* [Task instructions]: Which lines in the data below contain the word "yard"? Find each one and copy it out in full.

* [Provided records]:
○ ○ ○ ○

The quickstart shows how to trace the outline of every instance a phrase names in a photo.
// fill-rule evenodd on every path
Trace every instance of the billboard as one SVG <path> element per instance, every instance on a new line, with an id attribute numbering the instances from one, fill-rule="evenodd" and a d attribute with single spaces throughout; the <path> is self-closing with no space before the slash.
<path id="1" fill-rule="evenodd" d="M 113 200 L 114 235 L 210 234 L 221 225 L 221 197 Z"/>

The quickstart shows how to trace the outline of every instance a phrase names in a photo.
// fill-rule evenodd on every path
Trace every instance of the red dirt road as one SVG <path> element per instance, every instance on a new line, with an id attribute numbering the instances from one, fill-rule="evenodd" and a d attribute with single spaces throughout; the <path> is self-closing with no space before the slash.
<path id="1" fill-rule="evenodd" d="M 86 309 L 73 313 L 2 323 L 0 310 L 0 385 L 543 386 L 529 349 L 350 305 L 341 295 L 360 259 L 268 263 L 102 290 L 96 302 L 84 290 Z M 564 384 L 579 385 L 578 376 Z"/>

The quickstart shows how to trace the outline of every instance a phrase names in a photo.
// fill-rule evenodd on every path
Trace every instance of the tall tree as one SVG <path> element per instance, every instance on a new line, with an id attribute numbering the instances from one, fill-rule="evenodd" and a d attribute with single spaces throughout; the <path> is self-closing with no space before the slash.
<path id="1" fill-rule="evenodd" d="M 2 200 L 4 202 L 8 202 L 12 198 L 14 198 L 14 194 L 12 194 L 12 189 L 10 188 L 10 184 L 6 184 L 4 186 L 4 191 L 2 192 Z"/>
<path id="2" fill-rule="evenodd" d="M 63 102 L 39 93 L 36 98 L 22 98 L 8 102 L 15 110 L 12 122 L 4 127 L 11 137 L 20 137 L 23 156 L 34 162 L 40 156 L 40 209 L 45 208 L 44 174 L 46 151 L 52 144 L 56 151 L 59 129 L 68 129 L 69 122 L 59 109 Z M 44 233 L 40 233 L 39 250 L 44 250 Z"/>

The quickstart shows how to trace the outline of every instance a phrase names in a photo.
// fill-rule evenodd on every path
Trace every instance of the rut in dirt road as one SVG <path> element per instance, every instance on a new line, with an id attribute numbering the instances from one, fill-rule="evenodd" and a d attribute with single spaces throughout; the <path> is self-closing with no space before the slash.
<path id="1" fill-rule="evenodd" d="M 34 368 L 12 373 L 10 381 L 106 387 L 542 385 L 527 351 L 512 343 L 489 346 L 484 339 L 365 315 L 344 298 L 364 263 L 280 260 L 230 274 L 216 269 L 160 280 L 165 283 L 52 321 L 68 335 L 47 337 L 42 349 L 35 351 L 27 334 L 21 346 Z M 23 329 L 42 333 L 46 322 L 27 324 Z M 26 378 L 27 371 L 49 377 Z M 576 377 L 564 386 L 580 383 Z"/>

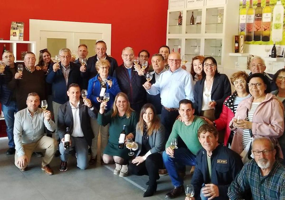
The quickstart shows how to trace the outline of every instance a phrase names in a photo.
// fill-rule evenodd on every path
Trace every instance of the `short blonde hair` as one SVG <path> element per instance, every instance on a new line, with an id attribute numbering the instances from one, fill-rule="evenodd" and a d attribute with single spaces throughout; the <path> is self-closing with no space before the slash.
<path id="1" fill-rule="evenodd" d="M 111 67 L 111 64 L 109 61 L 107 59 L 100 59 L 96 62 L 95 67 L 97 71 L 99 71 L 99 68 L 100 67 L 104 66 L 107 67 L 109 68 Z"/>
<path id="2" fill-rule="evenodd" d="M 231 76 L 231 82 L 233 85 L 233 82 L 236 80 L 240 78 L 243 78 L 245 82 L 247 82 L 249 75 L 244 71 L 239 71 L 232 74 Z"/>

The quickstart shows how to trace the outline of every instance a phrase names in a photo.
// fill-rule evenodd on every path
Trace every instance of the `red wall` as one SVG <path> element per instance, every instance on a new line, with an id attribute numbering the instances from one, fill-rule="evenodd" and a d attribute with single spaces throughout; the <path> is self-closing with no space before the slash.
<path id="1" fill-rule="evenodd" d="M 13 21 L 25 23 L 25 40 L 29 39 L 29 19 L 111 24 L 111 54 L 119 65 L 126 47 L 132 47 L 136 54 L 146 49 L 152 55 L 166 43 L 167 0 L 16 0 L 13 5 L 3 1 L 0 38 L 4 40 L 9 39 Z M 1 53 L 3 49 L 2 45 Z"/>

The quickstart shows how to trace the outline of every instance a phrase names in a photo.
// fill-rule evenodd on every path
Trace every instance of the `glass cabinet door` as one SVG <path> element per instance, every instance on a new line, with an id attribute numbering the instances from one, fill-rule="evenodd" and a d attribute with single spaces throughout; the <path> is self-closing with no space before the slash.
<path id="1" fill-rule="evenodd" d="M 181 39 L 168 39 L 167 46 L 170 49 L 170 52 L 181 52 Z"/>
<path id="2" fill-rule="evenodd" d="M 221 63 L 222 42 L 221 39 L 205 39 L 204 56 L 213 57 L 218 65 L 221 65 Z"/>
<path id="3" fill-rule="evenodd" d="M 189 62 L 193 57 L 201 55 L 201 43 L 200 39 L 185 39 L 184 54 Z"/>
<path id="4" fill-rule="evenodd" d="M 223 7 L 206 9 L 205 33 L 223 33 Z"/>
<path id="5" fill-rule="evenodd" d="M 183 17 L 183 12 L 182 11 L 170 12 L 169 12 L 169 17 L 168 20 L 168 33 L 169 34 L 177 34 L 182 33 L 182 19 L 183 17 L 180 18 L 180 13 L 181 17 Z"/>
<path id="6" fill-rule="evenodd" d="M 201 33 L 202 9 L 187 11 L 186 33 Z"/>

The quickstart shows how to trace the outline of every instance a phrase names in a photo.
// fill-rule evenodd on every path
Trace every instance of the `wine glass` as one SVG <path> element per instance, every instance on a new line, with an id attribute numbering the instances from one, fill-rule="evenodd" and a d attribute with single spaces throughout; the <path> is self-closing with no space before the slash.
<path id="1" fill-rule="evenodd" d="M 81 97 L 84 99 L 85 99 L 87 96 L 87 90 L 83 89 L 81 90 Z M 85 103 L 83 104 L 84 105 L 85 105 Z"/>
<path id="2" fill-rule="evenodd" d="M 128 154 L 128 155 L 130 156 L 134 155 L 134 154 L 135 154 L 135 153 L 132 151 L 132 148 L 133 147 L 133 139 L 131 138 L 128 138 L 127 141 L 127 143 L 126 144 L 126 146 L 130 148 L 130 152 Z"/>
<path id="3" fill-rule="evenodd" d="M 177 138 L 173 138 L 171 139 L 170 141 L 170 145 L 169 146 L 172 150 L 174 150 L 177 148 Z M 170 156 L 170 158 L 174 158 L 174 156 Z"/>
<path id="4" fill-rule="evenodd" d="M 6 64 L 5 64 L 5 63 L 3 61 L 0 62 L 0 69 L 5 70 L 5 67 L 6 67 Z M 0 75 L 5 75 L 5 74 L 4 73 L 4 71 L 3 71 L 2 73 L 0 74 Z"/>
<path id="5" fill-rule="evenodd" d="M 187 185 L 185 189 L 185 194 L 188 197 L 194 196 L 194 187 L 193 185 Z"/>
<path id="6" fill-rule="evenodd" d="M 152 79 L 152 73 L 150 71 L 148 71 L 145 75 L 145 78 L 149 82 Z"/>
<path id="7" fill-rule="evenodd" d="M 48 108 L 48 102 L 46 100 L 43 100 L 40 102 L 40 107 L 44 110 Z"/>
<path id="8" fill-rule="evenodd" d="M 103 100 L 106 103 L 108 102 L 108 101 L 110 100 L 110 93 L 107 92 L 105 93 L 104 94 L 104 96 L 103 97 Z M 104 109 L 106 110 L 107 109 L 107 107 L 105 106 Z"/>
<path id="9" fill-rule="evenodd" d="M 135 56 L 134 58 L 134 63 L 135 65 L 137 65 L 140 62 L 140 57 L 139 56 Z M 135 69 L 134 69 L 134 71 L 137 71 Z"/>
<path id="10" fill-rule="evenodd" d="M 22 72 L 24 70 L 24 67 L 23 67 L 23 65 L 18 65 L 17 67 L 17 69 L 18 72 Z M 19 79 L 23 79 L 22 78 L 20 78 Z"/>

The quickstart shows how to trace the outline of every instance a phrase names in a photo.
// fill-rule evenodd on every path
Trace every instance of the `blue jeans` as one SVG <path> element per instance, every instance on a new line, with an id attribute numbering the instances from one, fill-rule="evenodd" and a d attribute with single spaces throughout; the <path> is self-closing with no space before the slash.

○ ○ ○ ○

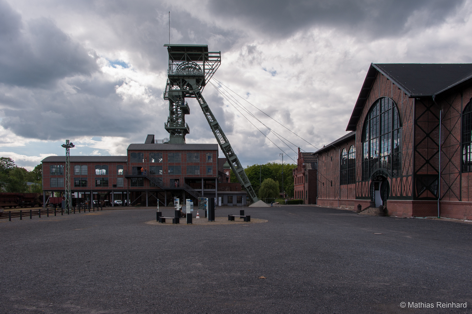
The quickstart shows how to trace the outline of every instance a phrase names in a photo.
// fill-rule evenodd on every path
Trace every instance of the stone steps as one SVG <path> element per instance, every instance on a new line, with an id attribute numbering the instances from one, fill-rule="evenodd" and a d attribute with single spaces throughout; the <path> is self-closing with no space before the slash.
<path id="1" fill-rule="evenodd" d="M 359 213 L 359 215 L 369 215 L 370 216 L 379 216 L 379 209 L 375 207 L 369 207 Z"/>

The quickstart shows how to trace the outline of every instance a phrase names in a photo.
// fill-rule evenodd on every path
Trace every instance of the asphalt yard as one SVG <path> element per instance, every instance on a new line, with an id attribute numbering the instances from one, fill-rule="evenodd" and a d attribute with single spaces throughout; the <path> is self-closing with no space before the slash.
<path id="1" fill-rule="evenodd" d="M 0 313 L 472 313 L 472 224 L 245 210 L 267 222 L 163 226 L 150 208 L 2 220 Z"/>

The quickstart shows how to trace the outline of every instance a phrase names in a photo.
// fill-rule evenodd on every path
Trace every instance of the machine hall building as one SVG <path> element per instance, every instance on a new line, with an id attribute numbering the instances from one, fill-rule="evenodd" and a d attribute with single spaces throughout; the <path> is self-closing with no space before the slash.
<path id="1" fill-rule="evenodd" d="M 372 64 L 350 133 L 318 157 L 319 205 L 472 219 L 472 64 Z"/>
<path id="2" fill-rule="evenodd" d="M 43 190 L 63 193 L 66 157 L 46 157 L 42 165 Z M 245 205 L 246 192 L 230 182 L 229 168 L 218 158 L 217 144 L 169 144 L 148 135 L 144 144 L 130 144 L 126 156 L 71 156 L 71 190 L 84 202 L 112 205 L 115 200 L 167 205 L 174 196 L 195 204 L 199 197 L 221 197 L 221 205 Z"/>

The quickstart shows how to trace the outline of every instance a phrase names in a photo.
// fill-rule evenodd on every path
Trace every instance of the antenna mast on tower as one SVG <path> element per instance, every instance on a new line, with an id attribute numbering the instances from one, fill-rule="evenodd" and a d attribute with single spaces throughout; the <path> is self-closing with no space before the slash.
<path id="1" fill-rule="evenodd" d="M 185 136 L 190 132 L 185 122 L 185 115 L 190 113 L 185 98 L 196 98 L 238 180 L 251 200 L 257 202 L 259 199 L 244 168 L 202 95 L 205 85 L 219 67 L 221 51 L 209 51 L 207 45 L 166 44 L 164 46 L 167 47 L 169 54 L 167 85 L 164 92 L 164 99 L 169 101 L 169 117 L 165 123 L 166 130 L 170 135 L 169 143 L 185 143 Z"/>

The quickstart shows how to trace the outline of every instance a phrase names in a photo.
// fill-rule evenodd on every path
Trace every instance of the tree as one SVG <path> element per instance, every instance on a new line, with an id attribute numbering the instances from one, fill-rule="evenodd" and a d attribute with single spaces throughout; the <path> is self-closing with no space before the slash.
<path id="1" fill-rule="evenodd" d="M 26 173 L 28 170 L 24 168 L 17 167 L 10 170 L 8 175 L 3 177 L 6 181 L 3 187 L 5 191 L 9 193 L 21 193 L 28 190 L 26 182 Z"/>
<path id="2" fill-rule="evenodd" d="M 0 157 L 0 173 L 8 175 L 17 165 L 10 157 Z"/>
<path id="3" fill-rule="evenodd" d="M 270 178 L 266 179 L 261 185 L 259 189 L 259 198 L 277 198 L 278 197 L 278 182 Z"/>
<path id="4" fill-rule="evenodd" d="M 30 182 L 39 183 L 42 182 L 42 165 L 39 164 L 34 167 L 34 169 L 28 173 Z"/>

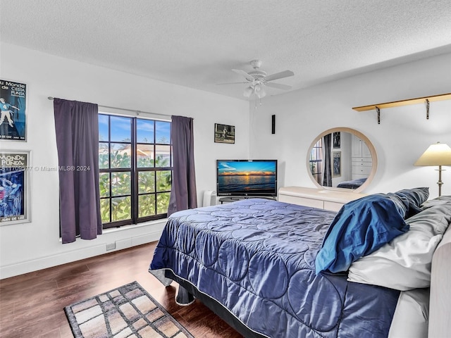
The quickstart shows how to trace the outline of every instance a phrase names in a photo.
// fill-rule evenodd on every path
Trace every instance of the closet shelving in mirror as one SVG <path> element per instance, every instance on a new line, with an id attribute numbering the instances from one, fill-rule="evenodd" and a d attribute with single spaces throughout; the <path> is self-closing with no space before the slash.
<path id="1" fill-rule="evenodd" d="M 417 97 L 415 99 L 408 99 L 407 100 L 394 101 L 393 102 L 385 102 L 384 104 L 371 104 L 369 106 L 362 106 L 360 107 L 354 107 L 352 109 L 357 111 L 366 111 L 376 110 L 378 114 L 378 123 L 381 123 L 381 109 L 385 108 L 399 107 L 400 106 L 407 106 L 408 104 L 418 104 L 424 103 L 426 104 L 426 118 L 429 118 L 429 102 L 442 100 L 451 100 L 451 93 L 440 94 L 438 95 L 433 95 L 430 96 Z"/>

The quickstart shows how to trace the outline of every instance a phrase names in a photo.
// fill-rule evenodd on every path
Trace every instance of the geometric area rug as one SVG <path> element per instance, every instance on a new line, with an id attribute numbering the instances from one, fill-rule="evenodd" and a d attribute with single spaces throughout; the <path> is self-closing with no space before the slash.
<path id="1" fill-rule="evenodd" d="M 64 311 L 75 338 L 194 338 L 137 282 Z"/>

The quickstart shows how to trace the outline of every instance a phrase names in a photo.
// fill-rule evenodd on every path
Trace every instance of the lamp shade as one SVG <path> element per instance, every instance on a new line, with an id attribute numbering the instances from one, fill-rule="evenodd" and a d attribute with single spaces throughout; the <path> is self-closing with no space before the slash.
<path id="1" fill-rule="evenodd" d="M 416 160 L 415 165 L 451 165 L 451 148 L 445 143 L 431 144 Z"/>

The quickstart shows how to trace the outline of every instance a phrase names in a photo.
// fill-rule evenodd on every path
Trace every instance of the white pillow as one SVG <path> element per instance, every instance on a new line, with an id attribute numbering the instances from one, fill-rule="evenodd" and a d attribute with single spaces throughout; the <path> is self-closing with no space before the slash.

○ ○ ○ ○

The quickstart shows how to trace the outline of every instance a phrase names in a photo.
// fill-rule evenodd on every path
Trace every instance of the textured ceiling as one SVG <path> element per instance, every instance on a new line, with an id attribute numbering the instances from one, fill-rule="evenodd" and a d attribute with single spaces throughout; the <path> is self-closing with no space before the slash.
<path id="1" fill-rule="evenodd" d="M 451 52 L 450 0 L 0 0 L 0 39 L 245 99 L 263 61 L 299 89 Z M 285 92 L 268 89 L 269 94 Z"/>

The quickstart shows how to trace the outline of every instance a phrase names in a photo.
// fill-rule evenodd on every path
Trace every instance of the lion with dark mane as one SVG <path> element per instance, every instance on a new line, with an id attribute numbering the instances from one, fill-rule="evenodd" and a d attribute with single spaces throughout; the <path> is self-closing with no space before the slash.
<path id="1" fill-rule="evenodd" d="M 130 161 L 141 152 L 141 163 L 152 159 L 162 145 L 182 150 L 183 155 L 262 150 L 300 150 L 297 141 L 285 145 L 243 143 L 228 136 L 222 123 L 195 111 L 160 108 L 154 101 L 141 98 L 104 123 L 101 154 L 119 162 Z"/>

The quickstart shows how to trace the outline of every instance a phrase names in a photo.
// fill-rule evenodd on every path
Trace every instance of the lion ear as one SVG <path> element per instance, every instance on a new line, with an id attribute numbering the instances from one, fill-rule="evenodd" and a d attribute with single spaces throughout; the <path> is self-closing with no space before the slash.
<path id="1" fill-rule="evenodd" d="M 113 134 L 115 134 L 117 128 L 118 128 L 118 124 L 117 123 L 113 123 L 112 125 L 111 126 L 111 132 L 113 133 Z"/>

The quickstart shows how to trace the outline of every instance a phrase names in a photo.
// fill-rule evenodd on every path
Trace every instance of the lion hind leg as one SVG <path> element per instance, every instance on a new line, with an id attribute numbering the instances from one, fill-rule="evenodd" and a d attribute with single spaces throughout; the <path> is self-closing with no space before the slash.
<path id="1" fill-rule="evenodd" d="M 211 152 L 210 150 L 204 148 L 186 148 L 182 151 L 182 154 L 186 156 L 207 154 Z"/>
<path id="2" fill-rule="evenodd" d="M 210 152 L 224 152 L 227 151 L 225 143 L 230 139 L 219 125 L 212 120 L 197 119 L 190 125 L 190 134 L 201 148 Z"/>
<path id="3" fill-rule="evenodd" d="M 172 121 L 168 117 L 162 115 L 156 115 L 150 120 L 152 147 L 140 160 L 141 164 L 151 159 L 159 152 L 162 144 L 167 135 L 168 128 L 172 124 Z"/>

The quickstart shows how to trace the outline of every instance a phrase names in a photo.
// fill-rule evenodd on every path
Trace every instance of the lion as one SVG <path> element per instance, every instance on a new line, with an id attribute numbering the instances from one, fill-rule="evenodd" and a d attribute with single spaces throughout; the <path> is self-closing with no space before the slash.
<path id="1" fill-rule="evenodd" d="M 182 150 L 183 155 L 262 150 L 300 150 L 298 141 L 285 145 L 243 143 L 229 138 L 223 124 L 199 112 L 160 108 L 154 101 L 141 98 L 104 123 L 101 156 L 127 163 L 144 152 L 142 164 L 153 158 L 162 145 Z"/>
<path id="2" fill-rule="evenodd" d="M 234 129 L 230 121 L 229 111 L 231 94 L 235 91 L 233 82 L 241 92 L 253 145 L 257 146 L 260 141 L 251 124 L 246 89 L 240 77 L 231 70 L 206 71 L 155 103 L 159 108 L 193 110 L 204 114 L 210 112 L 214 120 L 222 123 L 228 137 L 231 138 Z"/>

○ ○ ○ ○

* [Answer to the task]:
Trace every instance of the asphalt yard as one SVG <path> element per instance, every instance on a new line, with an id attribute numbering the instances from one, fill-rule="evenodd" and a d attribute with single spaces throughout; the <path> is self-closing with no space before the slash.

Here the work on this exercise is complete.